**Stored records**.
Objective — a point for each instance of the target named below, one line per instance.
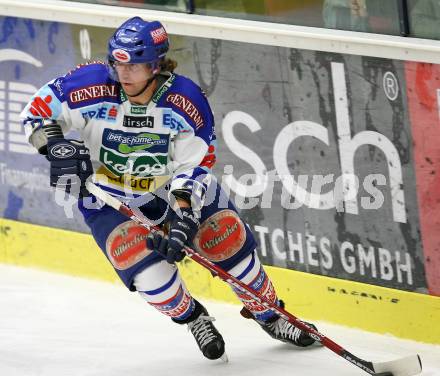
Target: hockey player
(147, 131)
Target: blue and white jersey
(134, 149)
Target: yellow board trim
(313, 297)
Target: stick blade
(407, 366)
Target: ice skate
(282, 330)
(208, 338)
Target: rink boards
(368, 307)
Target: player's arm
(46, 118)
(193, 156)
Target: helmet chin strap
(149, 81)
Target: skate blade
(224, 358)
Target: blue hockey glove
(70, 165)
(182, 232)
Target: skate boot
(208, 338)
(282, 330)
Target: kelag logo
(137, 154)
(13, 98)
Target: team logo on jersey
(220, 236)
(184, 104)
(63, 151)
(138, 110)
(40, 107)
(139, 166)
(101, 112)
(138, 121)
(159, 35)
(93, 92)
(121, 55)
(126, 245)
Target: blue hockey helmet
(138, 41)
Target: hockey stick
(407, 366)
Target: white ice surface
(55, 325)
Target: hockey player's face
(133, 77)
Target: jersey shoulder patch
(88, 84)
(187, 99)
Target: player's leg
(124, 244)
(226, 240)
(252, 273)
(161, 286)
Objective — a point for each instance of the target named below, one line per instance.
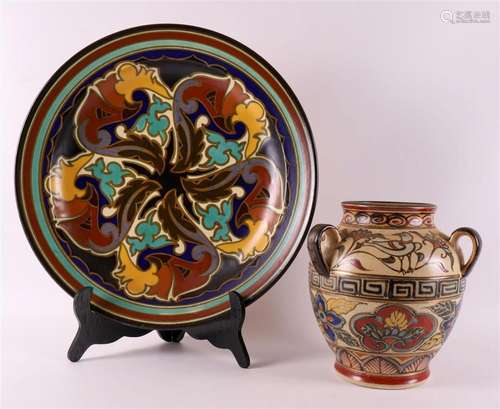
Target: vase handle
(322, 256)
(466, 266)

**What is being asked**.
Rewrite all the items above, swapping every "jersey" for "shirt" and leaving everything else unchanged. Leave out the pictures.

**Answer to the problem**.
Objective — a point for each instance of the target named below, one line per instance.
Target: hockey player
(147, 131)
Target: blue and white shirt
(134, 149)
Target: yellow board trim
(313, 297)
Target: stick blade
(407, 366)
Target: ice skate
(282, 330)
(208, 338)
Target: rink boards
(368, 307)
Target: player's arm
(46, 118)
(193, 156)
Target: helmet chin strap
(149, 81)
Target: skate blade
(224, 358)
Target: blue hockey glove
(70, 165)
(182, 232)
Target: skate boot
(208, 338)
(282, 330)
Target: kelag logo
(137, 154)
(13, 98)
Target: team logo on shirt
(220, 236)
(184, 104)
(63, 151)
(138, 110)
(40, 107)
(139, 166)
(101, 112)
(138, 121)
(159, 35)
(93, 92)
(121, 55)
(126, 245)
Target: blue hockey helmet
(138, 41)
Target: hockey stick
(407, 366)
Target: white ice surface
(55, 325)
Target: hockey player's face
(133, 77)
Target: shirt shoulder patch
(88, 84)
(187, 99)
Target: player's leg
(124, 244)
(226, 240)
(252, 273)
(161, 286)
Objective — a point for each instance of the target named below, one line per instance.
Target: vase handle
(322, 256)
(466, 266)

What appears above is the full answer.